> _WHAT YOU SHOULD DO_
Pull out all the text lines from the data below and repeat them word for word, leaving out the pictures.
──────── DATASET RECORDS ────────
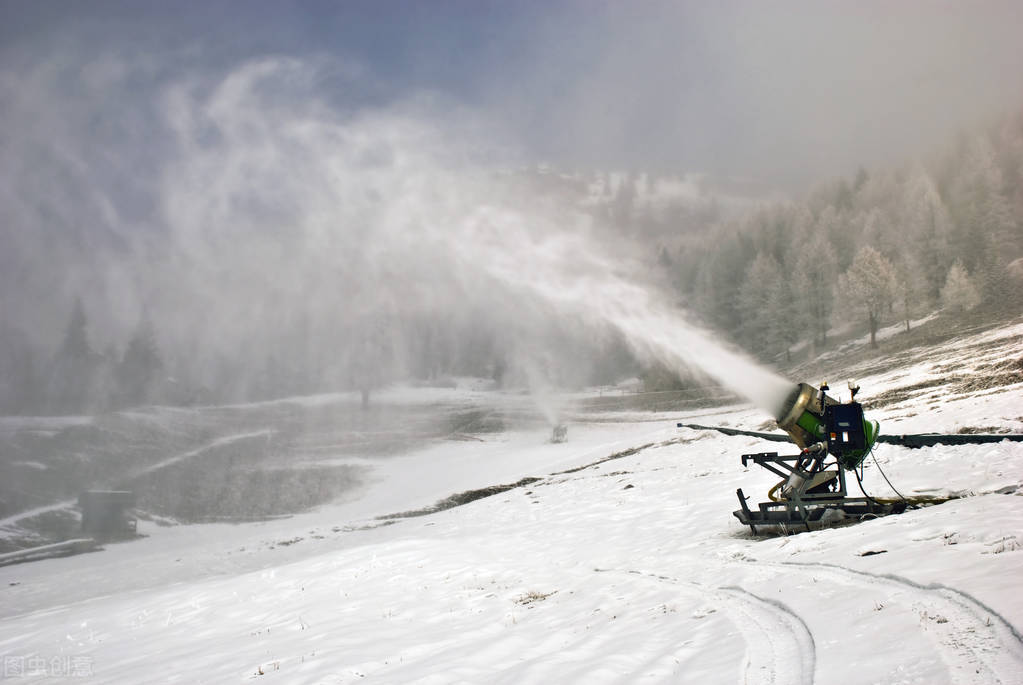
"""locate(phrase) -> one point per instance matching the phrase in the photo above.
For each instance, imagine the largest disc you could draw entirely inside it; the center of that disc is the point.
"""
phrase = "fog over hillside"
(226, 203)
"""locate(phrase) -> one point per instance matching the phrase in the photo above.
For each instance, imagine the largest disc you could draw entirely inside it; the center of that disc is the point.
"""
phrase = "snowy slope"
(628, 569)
────────
> _WRITTEN ANSWER_
"""locate(phrase) -> one point per instance matching the phrase in the photo above.
For each instance, imagine the largest disc you could draw entirely inside it; the center of that disc is the point.
"""
phrase = "fog over hillside"
(226, 203)
"""locate(phrase) -> one point per instance matching the phrase in the photo above.
For each instance, imagine the largest disc you could draw entirely inside it; the center of that disc is the point.
"""
phrase = "snowy slope"
(628, 569)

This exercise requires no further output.